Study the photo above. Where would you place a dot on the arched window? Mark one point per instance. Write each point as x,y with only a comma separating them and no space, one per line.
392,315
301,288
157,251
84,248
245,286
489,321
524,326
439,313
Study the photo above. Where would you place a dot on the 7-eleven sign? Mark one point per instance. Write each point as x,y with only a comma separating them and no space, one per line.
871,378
┄┄┄┄┄┄
» **Exercise objective**: From the first line to the last, retype the material exactly.

» **Task result**:
Study the photo above. Where would you place a dot on the arched window? Mark one point per instance. Write each point as x,y with only a comma separating them and no space, one per line.
392,315
301,288
157,251
84,248
245,286
489,321
524,326
439,313
Study the photo above. Where would you place a dot on the 7-eleven sign? Mark one point per instance. Write each point as x,y with only a comma separating them and no space, one per line.
871,378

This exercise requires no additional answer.